-- Extract --
═══

The logical data architecture
Building a blueprint of your company's most valuable asset
There are essentially two ways of talking about the way data is managed in your company. You can talk about the physical architecture -- the applications, tools, and middleware -- but there is also an important logical data architecture -- the blueprint of the data within your company -- that must be considered.
This month, Nirmal Baid introduces the concept of a logical data architecture and explains how to develop and maintain it. (2,900 words)
Data architecture is one of the fundamental components of the enterprise technology architecture. Most developers are familiar with the application architecture's data design -- determining what data is needed for a particular application. At an enterprise level, we need to look at how data is managed, accessed, and stored in databases across multiple applications in an organization. The data infrastructure is an area that needs to be architected. Organizations that have users screaming for data, or claim it's impossible to create a complete customer list from their combined databases, do not have a well-designed data infrastructure. This month, Nirmal Baid covers logical data architectures. In subsequent columns we'll take a look at the physical aspects of databases.
henever people talk about data architecture, they tend to focus on physical things, like database servers, data replication tools, or middleware: the physical data architecture. Now these are all important issues, but they tend to overshadow an important area -- something I call the logical data architecture.
The distinction between the physical and logical architectures isn't artificial. Putting together these different architectures means considering different issues, and it requires two completely different sets of tools and skills.
I'm going to focus on what you need in order to put together the logical data architecture. This includes things like enterprisewide data models, the meta-data catalog, and notions of data ownership.
So what am I talking about?
What is the logical data architecture? It's really a blueprint of the data in your entire organization, irrespective of platform, operating system, file structure, or database technology. It defines your entire data landscape.

═══

-- Supplied records --
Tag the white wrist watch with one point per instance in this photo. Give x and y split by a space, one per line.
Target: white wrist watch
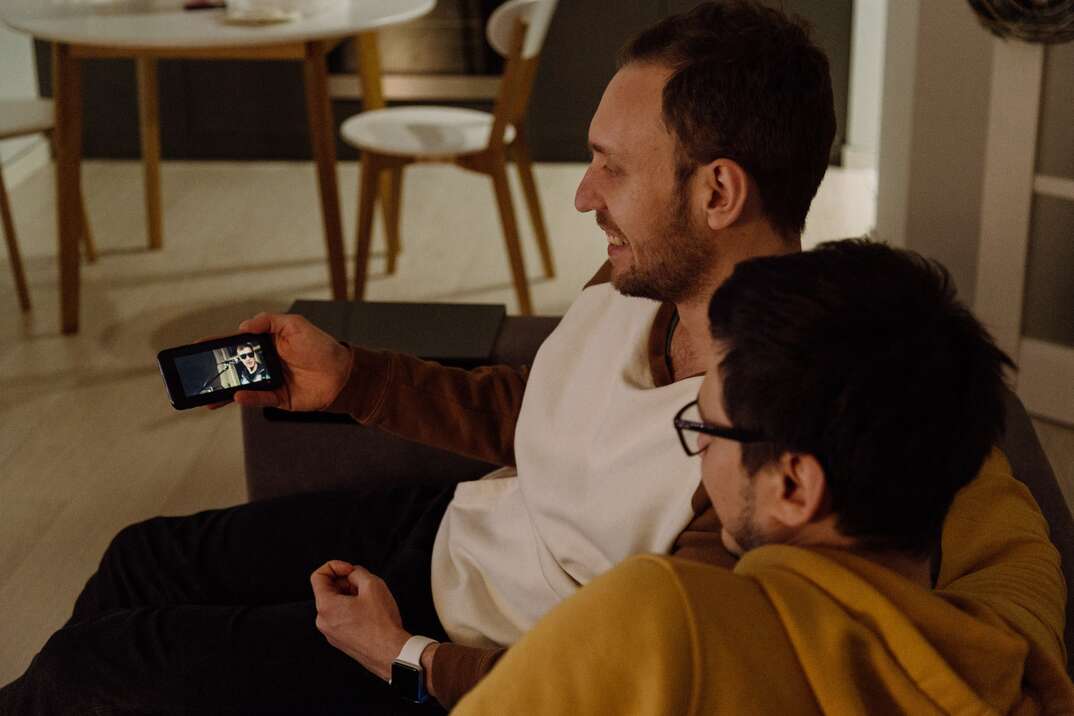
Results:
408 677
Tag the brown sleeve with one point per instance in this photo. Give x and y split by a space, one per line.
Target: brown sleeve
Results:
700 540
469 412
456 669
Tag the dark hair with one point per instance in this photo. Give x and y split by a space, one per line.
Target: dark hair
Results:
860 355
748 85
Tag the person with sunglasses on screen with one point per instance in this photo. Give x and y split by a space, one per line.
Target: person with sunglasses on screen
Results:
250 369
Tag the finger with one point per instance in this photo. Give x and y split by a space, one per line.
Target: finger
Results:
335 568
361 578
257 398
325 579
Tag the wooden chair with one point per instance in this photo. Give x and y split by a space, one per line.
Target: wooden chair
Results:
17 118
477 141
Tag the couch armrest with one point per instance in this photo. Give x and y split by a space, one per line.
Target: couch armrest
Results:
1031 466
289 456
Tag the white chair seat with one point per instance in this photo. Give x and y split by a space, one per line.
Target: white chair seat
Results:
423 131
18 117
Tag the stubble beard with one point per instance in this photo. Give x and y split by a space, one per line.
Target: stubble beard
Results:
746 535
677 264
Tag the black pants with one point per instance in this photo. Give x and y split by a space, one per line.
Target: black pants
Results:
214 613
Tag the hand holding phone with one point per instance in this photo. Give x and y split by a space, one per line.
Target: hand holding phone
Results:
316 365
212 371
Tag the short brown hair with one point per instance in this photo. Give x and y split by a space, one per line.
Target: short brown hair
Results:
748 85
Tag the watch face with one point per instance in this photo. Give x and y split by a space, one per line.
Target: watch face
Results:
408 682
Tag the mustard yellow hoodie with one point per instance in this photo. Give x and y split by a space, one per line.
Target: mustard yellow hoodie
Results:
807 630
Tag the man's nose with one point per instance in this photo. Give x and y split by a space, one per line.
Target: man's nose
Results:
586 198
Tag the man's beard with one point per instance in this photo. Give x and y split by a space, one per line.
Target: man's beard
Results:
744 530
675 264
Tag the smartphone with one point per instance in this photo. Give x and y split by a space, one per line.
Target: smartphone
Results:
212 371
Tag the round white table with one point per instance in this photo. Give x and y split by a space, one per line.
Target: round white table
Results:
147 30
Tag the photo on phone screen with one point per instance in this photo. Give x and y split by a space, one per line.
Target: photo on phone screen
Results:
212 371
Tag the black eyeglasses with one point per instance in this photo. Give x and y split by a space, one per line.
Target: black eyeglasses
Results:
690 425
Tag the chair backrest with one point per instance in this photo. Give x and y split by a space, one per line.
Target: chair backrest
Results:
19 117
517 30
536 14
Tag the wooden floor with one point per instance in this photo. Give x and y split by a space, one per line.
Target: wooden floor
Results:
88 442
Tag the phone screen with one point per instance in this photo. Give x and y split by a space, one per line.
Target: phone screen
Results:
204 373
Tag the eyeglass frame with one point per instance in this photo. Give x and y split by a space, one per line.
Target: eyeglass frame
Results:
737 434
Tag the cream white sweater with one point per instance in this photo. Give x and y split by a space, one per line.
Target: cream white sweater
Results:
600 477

═══

-- Tasks for this exercise --
**a.** Check whether each statement agrees with the article on logical data architecture: (i) The logical data architecture depends on the database technology in use. (ii) Putting together the physical and logical architectures calls for different sets of tools and skills. (iii) Enterprisewide data models are among the things needed for the logical data architecture. Answer yes or no for each, quoting the words of the article that decide it.
**b.** According to the article on logical data architecture, what will subsequent columns look at?
**c.** Write a continuation of the article on logical data architecture, starting after its final sentence.

-- Exercise responses --
**a.**
(i) No: "irrespective of platform, operating system, file structure, or database technology."
(ii) Yes: "it requires two completely different sets of tools and skills."
(iii) Yes: "This includes things like enterprisewide data models, the meta-data catalog, and notions of data ownership."

**b.** They will look at the physical aspects of databases.

**c.**
And what does this architecture buy you? Most data architects must answer this question at some point, because the work they do often sounds so fuzzy and intangible. In the enterprise, a well-defined data architecture provides you with a roadmap of all the data in your company, for both IT and business users. Developing the data architecture helps you better understand your data, which ensures that your company is more efficient at meeting current business needs and better able to exploit new opportunities.
This improved understanding will help your company grow. With it, you can more effectively design new business systems and better share data across the company.
Say you're initiating a new data warehousing solution. The business analysts need information about data elements (a single property of an entity) across the operational systems so that they can know what kind of reporting will be possible from the current applications. On the other hand, the developers want to know where all these data elements physically reside, and in what form, so that they can realistically estimate how easy (or difficult) it will be to extract and report on the data elements. The logical data architecture is the glue that ties the business data entities to their physical manifestation, over time and across heterogeneous applications.
Putting the logical data architecture together
Logical data architecture for an enterprise is comprised of five major components:
The logical data architecture needs to be approached from both the top down and the bottom up. The bottom layer -- the existing systems in your organization -- has to be considered as the foundation. At the same time, you don't want to be restricted by your current systems' data and let that alone drive your modeling effort.
Begin the top-down approach by identifying each of your major business subject areas and the main data entities within each subject area. Subject areas are high-level groupings of the business data entities. For example, customers, products, finance, pricing, inventory, and such. Be careful not to go too low level -- for example, a customer address is not a subject area -- and stay consistent across various business functions.
So, what's an appropriate number of subject areas for a logical data model? It depends. As a rule of thumb, look for 20 to 40. If you have too many subject areas, you lose the purpose of rolling up the data elements in meaningful buckets of information. If you have too few, too much information is being grouped under one heading.
The logical data architecture
The next step is to identify major data entities in each of these subject areas. This is where you examine the existing systems to come up with the major data entities and their key attributes. Try answering this question for each subject area: What information do we want to maintain in this business function? You do not want more than 30 to 40 entities in one subject area. If you have less than 10 entities in a subject area, look for opportunities to merge it with another. If you come up with more than 40, think about splitting it in two.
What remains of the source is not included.